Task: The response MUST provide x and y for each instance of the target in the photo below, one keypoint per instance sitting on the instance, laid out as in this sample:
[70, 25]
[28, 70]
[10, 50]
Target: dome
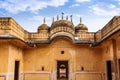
[81, 26]
[62, 23]
[43, 27]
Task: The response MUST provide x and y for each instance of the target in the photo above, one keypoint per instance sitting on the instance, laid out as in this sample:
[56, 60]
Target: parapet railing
[38, 36]
[87, 36]
[111, 27]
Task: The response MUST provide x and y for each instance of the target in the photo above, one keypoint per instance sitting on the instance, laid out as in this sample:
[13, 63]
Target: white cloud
[82, 1]
[75, 5]
[105, 10]
[16, 6]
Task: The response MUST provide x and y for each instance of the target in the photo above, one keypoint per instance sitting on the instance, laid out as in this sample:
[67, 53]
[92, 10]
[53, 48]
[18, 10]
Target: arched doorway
[62, 70]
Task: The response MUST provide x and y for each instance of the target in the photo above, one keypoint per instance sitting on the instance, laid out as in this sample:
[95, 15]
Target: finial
[62, 15]
[57, 17]
[53, 19]
[71, 18]
[44, 20]
[66, 17]
[80, 20]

Task prompt |
Reproduce the listing above word for word, omitting the picture.

Result of this exercise |
Task: The response MUST provide x and y for each instance of the target in the photo below, one keypoint per instance sitting on the instance, laid out as in this sample:
[70, 25]
[28, 70]
[10, 50]
Target: dome
[81, 26]
[62, 23]
[43, 27]
Task: The response MUST provide x and y for each instance of the target in the photo above, one keypoint per instance sitting on the instance, laid out as in this sample:
[56, 60]
Target: parapet railing
[38, 36]
[87, 36]
[111, 27]
Task: The response MUST provide x and y for each instance of the target in the photo above, one keypoint per instance sitting on the instance, laid out as in this sample:
[13, 63]
Target: white cloud
[82, 1]
[75, 5]
[105, 10]
[16, 6]
Task: The response MUST provide x and y for each instance of the target in the photo above, one keypoint per instance sitting on the instance, laid out as in this sample:
[67, 53]
[92, 10]
[53, 48]
[18, 10]
Target: arched doorway
[62, 70]
Task: The response MUST provide x and y for each instance of the target in the photo above, one keypoint per instance sitting on the instance, laid out as in this sample:
[95, 15]
Target: finial
[62, 15]
[57, 17]
[53, 19]
[71, 18]
[44, 20]
[66, 17]
[80, 20]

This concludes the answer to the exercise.